Records from a dataset
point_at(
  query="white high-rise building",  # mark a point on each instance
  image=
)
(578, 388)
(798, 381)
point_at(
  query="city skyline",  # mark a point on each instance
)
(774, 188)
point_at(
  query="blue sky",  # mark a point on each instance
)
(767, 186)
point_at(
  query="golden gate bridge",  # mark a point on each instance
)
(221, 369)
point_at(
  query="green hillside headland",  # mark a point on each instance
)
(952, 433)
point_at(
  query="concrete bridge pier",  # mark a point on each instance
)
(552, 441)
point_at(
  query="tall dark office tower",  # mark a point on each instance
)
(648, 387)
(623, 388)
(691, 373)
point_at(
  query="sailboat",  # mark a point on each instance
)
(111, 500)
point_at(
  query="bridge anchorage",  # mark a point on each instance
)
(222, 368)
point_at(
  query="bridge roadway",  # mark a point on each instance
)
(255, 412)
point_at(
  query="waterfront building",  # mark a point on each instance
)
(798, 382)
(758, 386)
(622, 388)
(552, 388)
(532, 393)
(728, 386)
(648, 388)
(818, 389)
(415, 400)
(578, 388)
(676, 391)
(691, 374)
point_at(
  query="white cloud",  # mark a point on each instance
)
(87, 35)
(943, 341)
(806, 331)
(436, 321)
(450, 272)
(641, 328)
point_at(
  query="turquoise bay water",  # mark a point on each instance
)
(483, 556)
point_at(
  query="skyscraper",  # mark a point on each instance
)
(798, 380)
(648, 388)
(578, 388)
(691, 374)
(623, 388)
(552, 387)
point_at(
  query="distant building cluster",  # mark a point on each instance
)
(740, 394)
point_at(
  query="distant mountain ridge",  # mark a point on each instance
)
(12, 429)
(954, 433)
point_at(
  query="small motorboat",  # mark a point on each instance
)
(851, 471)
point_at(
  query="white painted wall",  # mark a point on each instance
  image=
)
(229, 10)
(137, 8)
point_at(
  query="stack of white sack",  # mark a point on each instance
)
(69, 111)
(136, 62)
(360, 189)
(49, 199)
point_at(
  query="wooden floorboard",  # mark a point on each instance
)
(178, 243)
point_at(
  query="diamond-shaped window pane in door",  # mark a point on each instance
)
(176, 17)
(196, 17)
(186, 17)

§ YOUR TASK: Look through the data and show every line containing "bridge".

§ TASK OUTPUT:
  query="golden gate bridge",  # mark a point on each instance
  query="concrete bridge pier",  # mark a point on each instance
  query="bridge anchorage",  # mark a point on each instance
  query="bridge roadway",  # mark a point on each instance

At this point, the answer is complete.